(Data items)
──────────

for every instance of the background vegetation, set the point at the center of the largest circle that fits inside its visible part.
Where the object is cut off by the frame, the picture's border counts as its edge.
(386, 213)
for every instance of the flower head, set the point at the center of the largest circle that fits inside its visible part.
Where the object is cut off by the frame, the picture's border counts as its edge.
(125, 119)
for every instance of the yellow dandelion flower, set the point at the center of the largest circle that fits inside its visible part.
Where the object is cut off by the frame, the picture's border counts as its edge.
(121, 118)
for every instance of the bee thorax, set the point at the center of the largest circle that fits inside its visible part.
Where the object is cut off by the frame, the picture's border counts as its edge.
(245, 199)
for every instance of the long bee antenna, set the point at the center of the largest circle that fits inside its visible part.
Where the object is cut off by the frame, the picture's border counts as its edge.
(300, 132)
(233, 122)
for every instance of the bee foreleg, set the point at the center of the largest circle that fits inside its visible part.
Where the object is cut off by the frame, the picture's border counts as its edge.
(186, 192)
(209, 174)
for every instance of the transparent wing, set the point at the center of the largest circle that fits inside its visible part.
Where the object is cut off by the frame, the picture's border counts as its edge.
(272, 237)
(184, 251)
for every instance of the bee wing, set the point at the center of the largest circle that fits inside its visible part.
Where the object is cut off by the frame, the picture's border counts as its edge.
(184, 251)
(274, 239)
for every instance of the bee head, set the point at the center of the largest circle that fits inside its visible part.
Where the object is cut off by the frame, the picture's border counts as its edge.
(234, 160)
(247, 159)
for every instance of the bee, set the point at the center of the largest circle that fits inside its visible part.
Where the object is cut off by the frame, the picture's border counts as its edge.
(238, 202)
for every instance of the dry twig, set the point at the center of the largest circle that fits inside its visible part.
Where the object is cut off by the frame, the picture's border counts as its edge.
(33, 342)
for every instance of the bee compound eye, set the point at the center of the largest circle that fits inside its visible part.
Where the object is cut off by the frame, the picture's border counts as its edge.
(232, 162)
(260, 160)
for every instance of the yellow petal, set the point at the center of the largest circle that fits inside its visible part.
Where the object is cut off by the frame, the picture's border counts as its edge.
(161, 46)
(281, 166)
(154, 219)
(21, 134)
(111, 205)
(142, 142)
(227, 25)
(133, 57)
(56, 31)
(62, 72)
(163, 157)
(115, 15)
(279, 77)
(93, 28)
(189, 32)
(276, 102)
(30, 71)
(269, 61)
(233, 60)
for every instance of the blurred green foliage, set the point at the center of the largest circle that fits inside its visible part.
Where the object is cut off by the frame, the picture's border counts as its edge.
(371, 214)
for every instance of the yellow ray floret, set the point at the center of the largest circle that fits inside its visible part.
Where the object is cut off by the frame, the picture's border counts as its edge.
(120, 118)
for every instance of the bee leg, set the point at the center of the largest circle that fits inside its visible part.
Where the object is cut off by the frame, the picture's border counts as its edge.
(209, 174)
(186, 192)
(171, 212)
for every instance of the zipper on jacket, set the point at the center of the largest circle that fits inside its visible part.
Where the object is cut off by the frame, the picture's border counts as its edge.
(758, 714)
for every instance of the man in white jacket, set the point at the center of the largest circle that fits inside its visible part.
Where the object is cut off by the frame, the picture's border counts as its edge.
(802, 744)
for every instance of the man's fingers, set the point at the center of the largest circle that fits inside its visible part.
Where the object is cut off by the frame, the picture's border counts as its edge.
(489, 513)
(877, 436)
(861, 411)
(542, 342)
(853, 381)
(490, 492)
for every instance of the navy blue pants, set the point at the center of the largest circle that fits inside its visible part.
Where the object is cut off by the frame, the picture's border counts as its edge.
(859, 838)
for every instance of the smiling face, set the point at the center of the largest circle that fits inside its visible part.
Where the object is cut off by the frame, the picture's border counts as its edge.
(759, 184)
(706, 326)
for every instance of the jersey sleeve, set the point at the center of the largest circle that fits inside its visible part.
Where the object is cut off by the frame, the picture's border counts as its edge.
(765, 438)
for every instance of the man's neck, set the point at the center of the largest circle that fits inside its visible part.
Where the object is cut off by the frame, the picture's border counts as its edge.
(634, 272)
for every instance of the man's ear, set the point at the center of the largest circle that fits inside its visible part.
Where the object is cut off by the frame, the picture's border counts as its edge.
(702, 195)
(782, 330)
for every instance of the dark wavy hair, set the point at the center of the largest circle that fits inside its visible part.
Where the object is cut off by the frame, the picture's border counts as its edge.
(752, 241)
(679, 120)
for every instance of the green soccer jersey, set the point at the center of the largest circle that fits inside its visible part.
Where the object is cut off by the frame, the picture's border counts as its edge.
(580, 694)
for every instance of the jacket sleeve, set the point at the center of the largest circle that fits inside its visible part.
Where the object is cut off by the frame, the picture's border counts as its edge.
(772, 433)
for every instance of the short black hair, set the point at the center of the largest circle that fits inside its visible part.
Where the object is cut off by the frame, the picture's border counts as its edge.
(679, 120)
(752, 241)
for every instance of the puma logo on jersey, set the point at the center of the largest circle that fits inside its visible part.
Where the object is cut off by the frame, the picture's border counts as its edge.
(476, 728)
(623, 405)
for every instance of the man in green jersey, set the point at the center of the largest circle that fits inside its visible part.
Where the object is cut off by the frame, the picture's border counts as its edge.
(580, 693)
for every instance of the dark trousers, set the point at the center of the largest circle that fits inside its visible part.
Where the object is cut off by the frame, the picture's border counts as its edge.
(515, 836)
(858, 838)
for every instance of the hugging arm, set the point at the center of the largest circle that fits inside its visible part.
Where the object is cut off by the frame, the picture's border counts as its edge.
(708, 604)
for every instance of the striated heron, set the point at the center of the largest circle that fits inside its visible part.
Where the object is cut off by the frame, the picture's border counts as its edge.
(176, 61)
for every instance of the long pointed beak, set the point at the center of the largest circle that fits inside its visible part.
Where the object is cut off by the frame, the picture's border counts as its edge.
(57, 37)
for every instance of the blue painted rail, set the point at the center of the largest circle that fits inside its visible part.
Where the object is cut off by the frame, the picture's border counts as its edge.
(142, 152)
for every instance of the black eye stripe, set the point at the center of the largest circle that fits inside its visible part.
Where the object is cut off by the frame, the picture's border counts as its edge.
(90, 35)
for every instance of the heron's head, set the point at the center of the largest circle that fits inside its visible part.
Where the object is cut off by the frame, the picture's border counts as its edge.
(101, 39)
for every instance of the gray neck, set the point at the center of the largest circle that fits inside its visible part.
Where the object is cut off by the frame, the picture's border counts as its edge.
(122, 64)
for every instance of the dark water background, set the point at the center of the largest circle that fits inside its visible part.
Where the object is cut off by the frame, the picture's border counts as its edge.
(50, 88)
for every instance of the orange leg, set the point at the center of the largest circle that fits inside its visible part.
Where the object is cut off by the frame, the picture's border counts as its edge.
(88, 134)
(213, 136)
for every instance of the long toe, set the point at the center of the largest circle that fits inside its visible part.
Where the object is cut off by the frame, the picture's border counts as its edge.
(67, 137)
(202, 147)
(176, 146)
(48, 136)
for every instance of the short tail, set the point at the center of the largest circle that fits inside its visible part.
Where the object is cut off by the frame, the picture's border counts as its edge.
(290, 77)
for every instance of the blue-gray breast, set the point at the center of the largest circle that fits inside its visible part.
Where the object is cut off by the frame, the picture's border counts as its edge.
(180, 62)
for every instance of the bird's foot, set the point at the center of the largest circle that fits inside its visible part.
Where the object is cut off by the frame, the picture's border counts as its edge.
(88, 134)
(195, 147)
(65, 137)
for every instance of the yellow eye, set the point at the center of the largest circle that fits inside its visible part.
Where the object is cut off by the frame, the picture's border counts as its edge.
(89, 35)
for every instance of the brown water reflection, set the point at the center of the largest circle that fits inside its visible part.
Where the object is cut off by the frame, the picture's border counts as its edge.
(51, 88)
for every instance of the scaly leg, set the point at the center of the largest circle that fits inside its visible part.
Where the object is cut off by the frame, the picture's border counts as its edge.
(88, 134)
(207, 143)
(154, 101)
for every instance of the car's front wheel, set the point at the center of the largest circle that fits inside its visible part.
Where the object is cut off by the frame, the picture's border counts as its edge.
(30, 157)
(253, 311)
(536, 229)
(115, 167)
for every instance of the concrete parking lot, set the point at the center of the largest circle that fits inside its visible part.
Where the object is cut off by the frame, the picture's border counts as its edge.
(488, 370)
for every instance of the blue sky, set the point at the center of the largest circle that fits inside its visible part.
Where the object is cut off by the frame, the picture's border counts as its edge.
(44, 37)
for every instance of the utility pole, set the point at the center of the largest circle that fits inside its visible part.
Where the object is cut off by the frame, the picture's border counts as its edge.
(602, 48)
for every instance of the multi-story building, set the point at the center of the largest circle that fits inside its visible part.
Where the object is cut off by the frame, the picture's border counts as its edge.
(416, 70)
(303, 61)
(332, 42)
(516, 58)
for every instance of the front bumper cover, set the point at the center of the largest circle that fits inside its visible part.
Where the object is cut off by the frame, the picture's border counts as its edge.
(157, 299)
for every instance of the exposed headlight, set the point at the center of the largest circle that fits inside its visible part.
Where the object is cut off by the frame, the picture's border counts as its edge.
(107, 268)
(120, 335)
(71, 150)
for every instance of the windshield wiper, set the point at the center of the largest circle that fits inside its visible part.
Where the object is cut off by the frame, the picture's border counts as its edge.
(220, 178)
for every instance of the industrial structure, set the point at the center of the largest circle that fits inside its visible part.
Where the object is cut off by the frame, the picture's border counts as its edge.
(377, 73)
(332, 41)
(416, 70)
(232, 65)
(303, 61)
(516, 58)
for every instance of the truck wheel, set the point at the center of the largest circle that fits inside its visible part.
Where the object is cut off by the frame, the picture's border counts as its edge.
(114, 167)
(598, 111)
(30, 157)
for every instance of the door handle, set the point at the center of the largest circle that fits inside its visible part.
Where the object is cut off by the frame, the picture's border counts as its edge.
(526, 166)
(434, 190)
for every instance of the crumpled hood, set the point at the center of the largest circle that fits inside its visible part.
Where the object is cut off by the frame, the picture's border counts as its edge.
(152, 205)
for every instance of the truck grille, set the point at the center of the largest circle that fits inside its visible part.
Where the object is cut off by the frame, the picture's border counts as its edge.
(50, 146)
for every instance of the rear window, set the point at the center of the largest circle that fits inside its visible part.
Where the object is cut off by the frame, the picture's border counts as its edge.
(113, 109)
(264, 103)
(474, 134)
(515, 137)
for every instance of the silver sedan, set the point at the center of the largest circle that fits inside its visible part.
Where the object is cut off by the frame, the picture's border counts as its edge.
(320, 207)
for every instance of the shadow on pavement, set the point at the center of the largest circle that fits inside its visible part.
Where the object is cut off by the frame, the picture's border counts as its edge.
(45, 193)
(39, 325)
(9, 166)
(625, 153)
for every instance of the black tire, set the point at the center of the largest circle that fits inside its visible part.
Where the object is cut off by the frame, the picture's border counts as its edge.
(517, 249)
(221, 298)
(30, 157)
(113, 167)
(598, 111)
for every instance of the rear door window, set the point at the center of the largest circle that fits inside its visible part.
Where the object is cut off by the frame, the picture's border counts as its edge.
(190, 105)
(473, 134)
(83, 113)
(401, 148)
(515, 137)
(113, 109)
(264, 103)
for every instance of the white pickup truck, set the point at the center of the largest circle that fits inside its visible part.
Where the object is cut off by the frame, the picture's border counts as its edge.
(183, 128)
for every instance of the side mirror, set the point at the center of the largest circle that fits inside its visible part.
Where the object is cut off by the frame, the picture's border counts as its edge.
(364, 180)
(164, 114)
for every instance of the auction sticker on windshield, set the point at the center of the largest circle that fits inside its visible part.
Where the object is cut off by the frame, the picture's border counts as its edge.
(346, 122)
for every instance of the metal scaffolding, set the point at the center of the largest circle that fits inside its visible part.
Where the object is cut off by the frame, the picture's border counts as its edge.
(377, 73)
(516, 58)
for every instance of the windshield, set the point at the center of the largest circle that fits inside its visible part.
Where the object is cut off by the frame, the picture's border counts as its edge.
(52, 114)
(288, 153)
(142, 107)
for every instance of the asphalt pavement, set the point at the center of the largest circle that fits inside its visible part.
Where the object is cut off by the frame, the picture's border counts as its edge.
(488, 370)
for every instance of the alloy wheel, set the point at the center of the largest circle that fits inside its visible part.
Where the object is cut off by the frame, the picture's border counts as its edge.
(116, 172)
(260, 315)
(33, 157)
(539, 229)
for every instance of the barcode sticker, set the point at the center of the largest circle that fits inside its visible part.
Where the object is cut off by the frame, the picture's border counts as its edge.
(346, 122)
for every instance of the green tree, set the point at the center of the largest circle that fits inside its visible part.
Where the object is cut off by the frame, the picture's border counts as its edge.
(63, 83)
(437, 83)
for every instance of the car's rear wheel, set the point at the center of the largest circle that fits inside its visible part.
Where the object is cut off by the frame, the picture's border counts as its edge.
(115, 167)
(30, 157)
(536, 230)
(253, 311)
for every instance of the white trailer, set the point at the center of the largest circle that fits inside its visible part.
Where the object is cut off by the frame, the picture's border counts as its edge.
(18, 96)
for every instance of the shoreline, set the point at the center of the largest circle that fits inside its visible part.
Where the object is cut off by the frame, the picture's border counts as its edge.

──────────

▶ **INSTRUCTIONS TO FOLLOW**:
Reproduce, word for word and in full, only the lines above that start at the line with "for every instance of the long bee" and run through the line with "for every instance of the bee head, set", both ends included.

▶ **FINISHED EXERCISE**:
for every instance of the long bee antenna, set the point at the center of the largest circle that fits inside its visible part.
Where the object is cut off by the frame, the picture's border counts as its edge.
(300, 132)
(233, 122)
for every instance of the bee foreleg, set the point at the center of the largest circle that fits inside its visible part.
Where the object is cut off by the frame, the picture's border counts as its edge.
(186, 192)
(209, 174)
for every instance of the transparent wing, set the point at the center of the largest circle that fits inside its visible part.
Where the object is cut off by the frame, the picture's border counts as its edge.
(272, 237)
(184, 251)
for every instance of the bee wing, set the point at the center of the largest circle that fits inside its visible part.
Where the object is cut off by the frame, the picture's border counts as its edge.
(184, 251)
(274, 239)
for every instance of the bee head, set the point at the center of the largest circle that fits inside its visible part.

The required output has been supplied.